» **RECORDS SHOWN**
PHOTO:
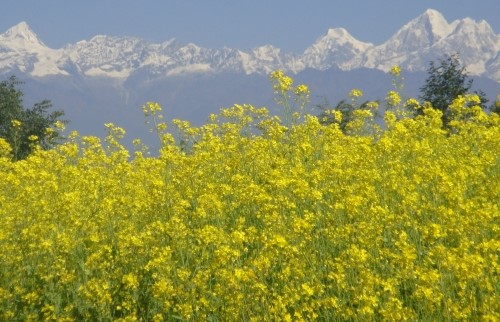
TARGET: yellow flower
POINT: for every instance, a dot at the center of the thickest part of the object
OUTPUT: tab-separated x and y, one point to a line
355	93
393	98
16	123
395	70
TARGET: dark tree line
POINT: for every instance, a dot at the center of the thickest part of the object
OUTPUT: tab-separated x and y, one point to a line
24	128
446	80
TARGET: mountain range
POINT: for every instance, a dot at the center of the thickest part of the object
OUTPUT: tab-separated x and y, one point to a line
422	39
109	76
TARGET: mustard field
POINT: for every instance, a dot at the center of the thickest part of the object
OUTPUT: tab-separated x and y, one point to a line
254	218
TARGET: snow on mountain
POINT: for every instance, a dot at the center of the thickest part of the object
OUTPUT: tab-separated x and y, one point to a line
425	38
21	49
336	48
418	35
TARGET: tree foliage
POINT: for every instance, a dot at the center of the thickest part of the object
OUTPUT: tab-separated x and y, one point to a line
446	81
26	128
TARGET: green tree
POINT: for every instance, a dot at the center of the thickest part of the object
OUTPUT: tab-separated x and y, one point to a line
25	128
445	82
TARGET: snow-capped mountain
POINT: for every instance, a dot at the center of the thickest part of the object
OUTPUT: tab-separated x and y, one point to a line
421	40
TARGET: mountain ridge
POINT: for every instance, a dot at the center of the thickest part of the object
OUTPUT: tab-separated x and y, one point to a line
421	40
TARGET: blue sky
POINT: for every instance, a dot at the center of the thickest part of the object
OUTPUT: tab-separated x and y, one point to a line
288	24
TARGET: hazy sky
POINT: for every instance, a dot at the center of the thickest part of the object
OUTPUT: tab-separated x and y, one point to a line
288	24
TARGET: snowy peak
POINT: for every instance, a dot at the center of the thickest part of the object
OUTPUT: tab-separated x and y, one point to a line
435	24
336	48
423	39
22	34
420	33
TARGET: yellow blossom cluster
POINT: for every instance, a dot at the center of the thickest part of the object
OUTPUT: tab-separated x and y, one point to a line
252	220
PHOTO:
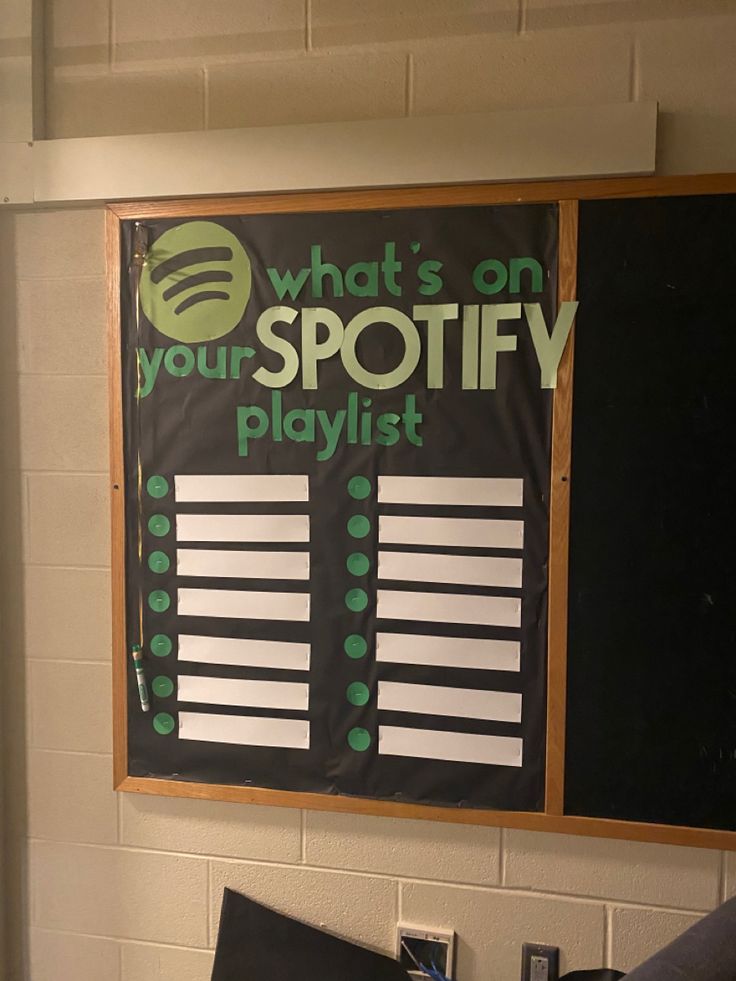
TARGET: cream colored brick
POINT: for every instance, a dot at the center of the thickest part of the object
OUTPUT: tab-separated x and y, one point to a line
76	34
79	599
63	423
335	22
150	963
115	893
69	957
15	77
61	326
687	66
545	14
212	828
68	519
70	706
485	74
60	244
664	875
114	105
491	926
636	934
315	89
417	849
70	798
355	907
696	142
149	31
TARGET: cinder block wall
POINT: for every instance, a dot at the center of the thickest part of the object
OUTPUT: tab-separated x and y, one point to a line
128	888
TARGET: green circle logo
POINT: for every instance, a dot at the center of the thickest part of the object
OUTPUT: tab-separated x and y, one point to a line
196	282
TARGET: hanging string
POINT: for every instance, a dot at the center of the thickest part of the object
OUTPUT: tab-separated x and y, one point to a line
135	271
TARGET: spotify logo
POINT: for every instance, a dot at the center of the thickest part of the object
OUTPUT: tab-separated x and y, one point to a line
196	282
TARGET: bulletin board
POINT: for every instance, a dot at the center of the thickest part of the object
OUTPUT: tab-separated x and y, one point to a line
373	535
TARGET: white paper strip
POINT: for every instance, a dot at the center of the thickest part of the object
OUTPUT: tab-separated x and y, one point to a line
241	487
465	703
240	564
243	604
476	491
248	653
472	570
467	532
450	652
242	527
235	691
244	730
498	611
460	747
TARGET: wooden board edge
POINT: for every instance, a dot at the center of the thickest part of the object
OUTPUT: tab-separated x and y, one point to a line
520	820
559	523
117	499
427	196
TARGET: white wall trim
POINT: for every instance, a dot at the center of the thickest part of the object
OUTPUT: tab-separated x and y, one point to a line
590	141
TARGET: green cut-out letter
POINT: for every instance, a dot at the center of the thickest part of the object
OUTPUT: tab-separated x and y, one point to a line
271	340
549	346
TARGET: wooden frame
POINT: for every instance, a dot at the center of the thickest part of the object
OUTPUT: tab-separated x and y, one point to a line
566	194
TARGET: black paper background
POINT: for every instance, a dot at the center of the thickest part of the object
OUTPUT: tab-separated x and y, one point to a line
187	425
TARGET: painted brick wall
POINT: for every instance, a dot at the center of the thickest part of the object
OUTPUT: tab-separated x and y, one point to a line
128	888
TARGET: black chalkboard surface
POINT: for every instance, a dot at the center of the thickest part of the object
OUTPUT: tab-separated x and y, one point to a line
651	700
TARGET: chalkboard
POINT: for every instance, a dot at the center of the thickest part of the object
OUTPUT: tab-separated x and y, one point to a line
652	621
305	642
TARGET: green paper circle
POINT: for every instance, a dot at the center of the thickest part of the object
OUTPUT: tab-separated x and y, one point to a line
359	739
194	285
159	562
356	600
357	693
355	646
164	723
358	564
159	525
159	601
162	686
359	488
157	486
359	526
161	645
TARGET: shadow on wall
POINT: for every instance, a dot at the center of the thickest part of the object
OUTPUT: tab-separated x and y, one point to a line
13	820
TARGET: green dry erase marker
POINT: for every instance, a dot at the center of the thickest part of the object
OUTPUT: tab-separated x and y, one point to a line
140	676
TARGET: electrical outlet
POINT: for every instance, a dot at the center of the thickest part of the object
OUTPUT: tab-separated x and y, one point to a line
429	947
540	963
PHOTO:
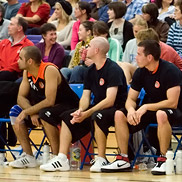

» **SHORT EXERCISE**
Rewrite all the data above as a numbered list, skipping any blank lines and leaving out the pictures.

» **RESPONSE TO THIS EXERCISE**
1. PHOTO:
2. TARGET: yellow flower
3. POINT: for every instance, a dot at the center of the thickest part of the object
4. OUTPUT: tab-separated x and y, one point to a line
5. 355	93
6. 393	98
7. 16	123
8. 395	70
9. TARGET: dark tree line
10. POINT: for every instance, a dot at the center of the thickest part of the object
11. OUTPUT: tab-separated x and y, one point to a line
12. 24	128
13. 446	80
14. TARGET: mountain range
15. POINT: for every instance, a dot at the center of the thickest part of the object
16. OUTPUT: tab-separated x and y, one point to a line
17. 422	39
18. 109	76
19. TARGET: mustard field
20. POINT: for every instance, a dot at the center of the thickest part of the object
21. OUTPUT: tab-separated x and y, one point to a line
22. 254	218
23. TARGET: snow on mountain
24. POINT: for every instance, a dot at the center of the thickest part of the object
25. OUTPUT: tab-separated x and y, one point to a line
26. 425	38
27. 21	49
28. 336	48
29. 418	35
30. TARGET: tree foliage
31. POINT: for every instance, a dot at the center of the thickest part of the object
32. OUTPUT: tab-separated x and y, one point to a line
33. 446	81
34. 26	128
35. TARGET: green tree
36. POINT: for every instance, a dot at the center of the thickest part of the object
37. OUTPUT: tab-separated x and y, one point to a line
38. 25	128
39. 445	82
40. TARGET: snow-capped mountain
41. POINT: for every instance, a dot at the center of the thickest part of the object
42. OUTPUT: tab-separated x and y, one point to a line
43. 421	40
44. TARGET: mountain ridge
45. POINT: for every instance, a dot at the center of the thickest part of the object
46. OUTPUT: tab-separated x and y, one point to a line
47. 421	40
48. TARGET: blue sky
49. POINT: for every instance, a dot at the center of the thickest part of the object
50. OUTPUT: tab-separated x and y, one point to a line
51. 288	24
52. TARGET: hazy sky
53. POINT: for every instance, a dot at the center of the thickest part of the object
54. OUTPUT: tab-separated x and y, one point to a line
55. 288	24
56. TARGET: snowy peak
57. POINT: for every instance, a dot at the center of the thickest part of the object
58. OUTPUT: tab-separated x and y, one point to a line
59. 435	24
60. 336	48
61. 423	39
62. 22	34
63. 420	33
64. TARGET: yellow blossom cluster
65. POINT: for every instance, a dot at the center of the thickest part of the object
66. OUTPUT: tab-separated x and y, one point to a line
67. 252	220
68. PHOTO:
69. TARGET: cream colored brick
70. POINT: for every instance, a dot at the center of the thickest part of the object
71. OUTPUT: tab-separated x and y, one point to a line
72. 76	34
73. 79	599
74. 63	423
75. 335	22
76. 150	963
77. 115	893
78. 69	957
79. 15	77
80. 61	326
81. 687	66
82. 545	14
83. 212	828
84. 68	519
85. 70	706
86. 485	74
87. 60	244
88. 664	875
89. 114	105
90. 491	926
91. 636	934
92. 315	89
93. 417	849
94. 70	798
95. 355	907
96. 696	142
97. 149	31
98. TARGET: cinder block wall
99. POINT: for every instance, a dot at the center of the thickest part of the object
100. OUTPUT: tab-separated x and y, one point to a line
101. 128	888
102. TARGET: green circle logo
103. POINT: for every instance, a dot at the center of the thickest part of the object
104. OUTPUT: tab-separated x and y, one point to a line
105. 196	282
106. TARGET: hanging string
107. POINT: for every instance, a dot at the center of the thickest part of the object
108. OUTPUT: tab-separated x and y, one point to a line
109. 135	271
110. TARGET: spotify logo
111. POINT: for every instance, a dot at the center of the thickest part of the object
112. OUTPUT: tab-separated x and y, one point to a line
113. 196	282
114. TARGET: bulletin board
115. POINT: for every instance, a dot at the center of the thickest part of the object
116. OUTPUT: tab-separated x and y, one point to a line
117. 373	535
118. TARGET: white paper strip
119. POINT: for every instance, a dot at the center of the thickest part of the object
120. OUTPUT: tab-separated x and y, one point to a line
121. 241	487
122. 465	703
123. 240	564
124. 243	604
125. 476	491
126. 248	653
127. 472	570
128. 467	532
129. 450	652
130. 242	527
131. 235	691
132. 244	730
133. 498	611
134. 460	747
135. TARGET: wooden board edge
136. POINT: for every instance, a dot at the center of the thickest part of the object
137. OUTPUT: tab-separated x and y, one point to a line
138. 520	820
139. 559	523
140. 117	499
141. 427	196
142. TARGET: white wall trim
143. POINT: for every instance, a dot at the center of the thickest part of the object
144. OUTPUT: tab-separated x and y, one point to a line
145. 590	141
146. TARGET: green cut-out letter
147. POINT: for every instance, a dot at the center of the thickest part of the object
148. OUTPUT: tab-separated x and y, one point to a line
149. 271	340
150. 549	346
151. TARGET: wooden frame
152. POINT: for every instance, a dot at the center of the thickest part of the object
153. OUTPUT: tab-separated x and y, one point to a line
154. 566	194
155. TARGET: black paper background
156. POINT: for every instance, a dot at the center of the thickest part of the object
157. OUTPUT: tab-separated x and y, one point to a line
158. 187	425
159. TARGET: painted brick wall
160. POINT: for every instance, a dot at the center of the thickest part of the object
161. OUTPUT: tab-separated x and y, one point to a line
162. 128	888
163. TARGET: black chalkboard surface
164. POINT: for every instance, a dot at the center of the thickest part of the object
165. OUTPUT: tab-separated x and y, one point to a line
166. 651	700
167. TARGET: chalkboard
168. POINT: for every instance, a dot at the center of the thickest part of the object
169. OUTPUT: tab-separated x and y, one point to a line
170. 652	621
171. 305	642
172. TARGET: green paper circle
173. POINT: for every instance, a dot at the center of the thickest part of the object
174. OUTPUT: tab-separated x and y, one point to a line
175. 359	739
176. 194	285
177. 159	562
178. 356	600
179. 357	693
180. 355	646
181. 164	723
182. 358	564
183. 159	525
184. 159	601
185. 162	686
186. 359	488
187. 157	486
188. 359	526
189. 161	645
190. TARGET: shadow on wall
191. POINT: for every instance, a dot at the center of the thickest part of the object
192. OUTPUT: tab-separated x and y, one point to a line
193. 13	820
194. TARGET: green dry erase marker
195. POINT: for every instance, a dot at the center of the thickest part of the object
196. OUTPUT: tab-separated x and y, one point to a line
197. 140	676
198. TARGET: electrical outlet
199. POINT: for every instance, a dot at the center of the thickest part of the object
200. OUTPUT: tab-separated x and y, one point to a line
201. 429	947
202. 540	963
203. PHOTO:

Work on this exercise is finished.